Exercise tasks =
**1)** In the essay about gratitude and the shortness of life, what diagnosis did the writer's grandfather's brother receive?
**2)** Write the next few paragraphs of the essay about gratitude and the shortness of life, picking up after its final sentence.

Document section =
════

This year, I had more news about someone passing because of cancer. Last two months ago, my friend’s mom died from cancer. November I got another news about my teacher who’s battling with stage four cancer. And only two days ago, my grandfather’s brother is diagnosed with stage four lung cancer.
Knowing about someone’s illness and seeing their struggles to survive is already difficult. The only thing I can do is pray and wish for miracles to happen. I give everything under God’s hand and surrender all my hope to Him. Everything is unpredictable and sad at the same time.
“Like life is short,” he said. “Like you don’t know when it’s going to end. Like some things, left unsaid, can’t ever be said.” ― Jim Butcher
Never see life as another burden.
Those who are fighting for their lives are harder than my everyday struggles. I complained about how amazing life outside of my reach, money, time, burden and all of the ungrateful lists. But to see someone stay in the hospital feeling uncomfortable from all the tubes to support their life can’t be compared to my easy life. It’s pain, it’s sorrow, it’s controlled, but it’s the only hope they have.
There are dreams need to be shortened or never fulfilled. Wish can’t be granted but a wish for more time to see the world. For the time I live twenty-three years of my life, I wasn’t grateful for everything I had. Seeing people come and go in my life, I’m still not aware of how short life is.
Be grateful as others are fearful.
Life can be snatched away easily. Even how healthy we are by avoiding eating the junks, exercising plentiful a day, and take care of everything that was told to hold a longer life span, but to predict our last time to touch the earth is only God knows.
Some young and some live more than others. But we are no strangers to this world. In the end, we are bound to say farewell. People give up with a scream of tears when they were told to live under certain limits of time with only a slight chance of success.
It’s hard and really really hard.
To be able to type my thoughts while listening to music is a privilege for me to feel grateful for my time. Because right at this moment, someone I knew is suffering and trying their best to endure the pain. I can sit down with my leg straight when others have to force their leg bend just to feel better at least for the time being. My freedom is incomparable with them.
Grateful will never enough.
I understand how much I said about grateful, but this time beyond grateful is needed for me to change. I know I talk more about struggles, but it’s tough to watch their suffering. The efforts of struggles are just too much to bear. The images of their healthy smiles are now left with only memories.
That’s why instead of seeing my life as a burden, I should be grateful for my life. I had it all, I can see the sunrise from the horizon, feel another breeze of the day, and loved from everyone surrounds me. Every detail of life pours me with bags of goodies. So shouldn’t I be more grateful?
It is indeed too short.
There are times I wonder about how my life will be. Whether I’m doing my best or just taking everything for granted. Even though I know it’s a combination of the two, but I guess I should admit. Almost all of my time wasted by taking everything for granted.

════

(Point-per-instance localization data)

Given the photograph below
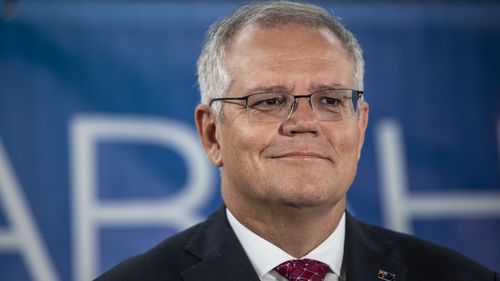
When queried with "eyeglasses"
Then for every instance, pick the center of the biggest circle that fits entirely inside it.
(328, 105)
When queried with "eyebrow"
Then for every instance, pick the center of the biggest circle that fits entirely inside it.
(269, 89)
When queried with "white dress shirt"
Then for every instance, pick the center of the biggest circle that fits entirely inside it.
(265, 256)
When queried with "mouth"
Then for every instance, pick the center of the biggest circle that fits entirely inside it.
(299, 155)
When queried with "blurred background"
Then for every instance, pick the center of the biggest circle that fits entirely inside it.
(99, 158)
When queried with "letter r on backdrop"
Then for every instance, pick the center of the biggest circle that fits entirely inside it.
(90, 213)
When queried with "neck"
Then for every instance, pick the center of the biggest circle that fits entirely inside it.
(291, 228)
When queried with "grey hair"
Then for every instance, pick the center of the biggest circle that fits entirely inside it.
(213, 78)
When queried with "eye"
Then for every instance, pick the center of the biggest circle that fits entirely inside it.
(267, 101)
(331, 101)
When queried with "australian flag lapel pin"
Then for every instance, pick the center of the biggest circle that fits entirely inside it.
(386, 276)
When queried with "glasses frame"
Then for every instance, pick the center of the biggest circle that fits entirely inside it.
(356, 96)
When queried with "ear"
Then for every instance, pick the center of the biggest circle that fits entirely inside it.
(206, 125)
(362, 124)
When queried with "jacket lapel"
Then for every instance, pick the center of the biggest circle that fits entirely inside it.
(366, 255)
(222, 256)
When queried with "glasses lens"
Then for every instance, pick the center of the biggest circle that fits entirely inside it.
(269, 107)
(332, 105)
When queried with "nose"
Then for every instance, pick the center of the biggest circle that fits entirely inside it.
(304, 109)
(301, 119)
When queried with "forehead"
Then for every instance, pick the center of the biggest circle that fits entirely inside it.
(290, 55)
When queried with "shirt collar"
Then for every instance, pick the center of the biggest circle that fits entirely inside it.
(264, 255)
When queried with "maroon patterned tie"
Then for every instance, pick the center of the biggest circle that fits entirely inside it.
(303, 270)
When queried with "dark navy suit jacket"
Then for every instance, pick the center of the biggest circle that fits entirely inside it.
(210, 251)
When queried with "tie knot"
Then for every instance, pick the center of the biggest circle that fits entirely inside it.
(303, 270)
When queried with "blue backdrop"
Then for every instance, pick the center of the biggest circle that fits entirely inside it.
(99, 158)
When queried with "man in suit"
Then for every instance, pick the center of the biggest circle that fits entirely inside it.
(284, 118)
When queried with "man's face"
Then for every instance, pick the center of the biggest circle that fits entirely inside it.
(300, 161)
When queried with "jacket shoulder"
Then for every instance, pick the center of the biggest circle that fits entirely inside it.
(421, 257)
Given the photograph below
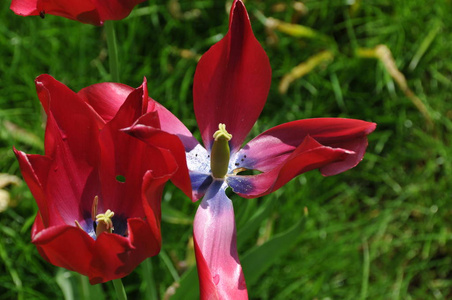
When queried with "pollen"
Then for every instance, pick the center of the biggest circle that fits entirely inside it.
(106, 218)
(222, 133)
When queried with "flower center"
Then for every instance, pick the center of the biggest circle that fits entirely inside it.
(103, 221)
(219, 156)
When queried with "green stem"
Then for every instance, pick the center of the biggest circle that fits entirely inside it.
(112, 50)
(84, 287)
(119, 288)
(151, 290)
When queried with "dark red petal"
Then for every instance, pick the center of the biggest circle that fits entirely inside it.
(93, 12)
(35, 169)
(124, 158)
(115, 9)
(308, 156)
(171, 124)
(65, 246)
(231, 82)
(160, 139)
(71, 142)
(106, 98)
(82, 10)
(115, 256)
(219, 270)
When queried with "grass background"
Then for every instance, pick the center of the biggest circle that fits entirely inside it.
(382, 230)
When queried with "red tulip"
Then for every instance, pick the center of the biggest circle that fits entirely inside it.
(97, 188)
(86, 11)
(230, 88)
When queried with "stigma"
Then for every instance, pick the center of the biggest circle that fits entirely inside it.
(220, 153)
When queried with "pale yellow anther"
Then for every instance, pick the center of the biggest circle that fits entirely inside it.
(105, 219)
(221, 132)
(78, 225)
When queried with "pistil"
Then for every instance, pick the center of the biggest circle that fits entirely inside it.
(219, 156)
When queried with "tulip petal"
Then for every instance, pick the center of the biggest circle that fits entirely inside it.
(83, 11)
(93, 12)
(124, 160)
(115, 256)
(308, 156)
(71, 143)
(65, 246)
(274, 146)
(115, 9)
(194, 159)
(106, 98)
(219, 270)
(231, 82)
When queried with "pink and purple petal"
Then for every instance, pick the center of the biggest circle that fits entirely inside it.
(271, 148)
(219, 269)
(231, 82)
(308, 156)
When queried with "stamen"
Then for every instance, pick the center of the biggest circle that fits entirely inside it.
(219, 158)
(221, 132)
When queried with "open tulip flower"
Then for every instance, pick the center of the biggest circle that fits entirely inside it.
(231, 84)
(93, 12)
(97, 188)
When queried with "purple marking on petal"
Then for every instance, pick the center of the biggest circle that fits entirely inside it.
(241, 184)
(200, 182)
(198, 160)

════

Task answers =
**1)** Stage four lung cancer.

**2)**
I let time helped me instead of doing meaningful things for my life. Wait for tomorrow, then another day and finally a year pass without even trying to fix the mistakes. Look at me, I’m twenty-three. I still remember snippets of my childhood to where I’m today. Age is just a number, but it’s unstoppable with time.
“All things that live, die. This is why you must find joy in the living, while the time is yours, and not fear the end. To deny this is to deny life. To fear this… is to fear life.”― Joe Kelly
Life is no JOKE
For those who are doing their best to live, I wish them good luck. But for those who are still having every privilege, never underestimated life. We are just humans that bound to have illnesses. I thank God for allowing me to feel so many emotions and experience the wonderfulness of life. It is more than what it seems.
Life is not there for you to make fun of. One by one, it’s increasing and decreasing. It’s inevitable, but dealing with loss is what I hate the most. Smearing myself with tears and trying to heal at the same time is the worst. I always admit defeat to this unbearable heartbreak that never once my specialty.
The appreciation to those around me.
I’m lucky enough to have constant support and acceptance from others. My mom who always there to give me a big push when I was in the midst of giving up. My brother who changes my view on life and taught me more about how to understand people. My sister who makes me feel okay about being myself. My boyfriend who willing to listen to all my worries even how distant the place he’s in right now. My friends who willing to be there even how rare we meet up. I can write a full list of people, but it will take ages just to show how much I appreciate their existence.
My life filled with a lot of kindness. What I take compared to the amount that I give is not enough for those around me.
Everyone has given me so much love to feel safe and believe in possibilities. I’ve cried and smile with tears. I’ve given up and risen more than I can count. They are my main source of motivation. To breath for another day is the most meaningful in life.
God is truly generous with life. To offer me a lot of love and love and love, sometimes I don’t think I deserve them. Only with gratefulness can compensate for everything that I have.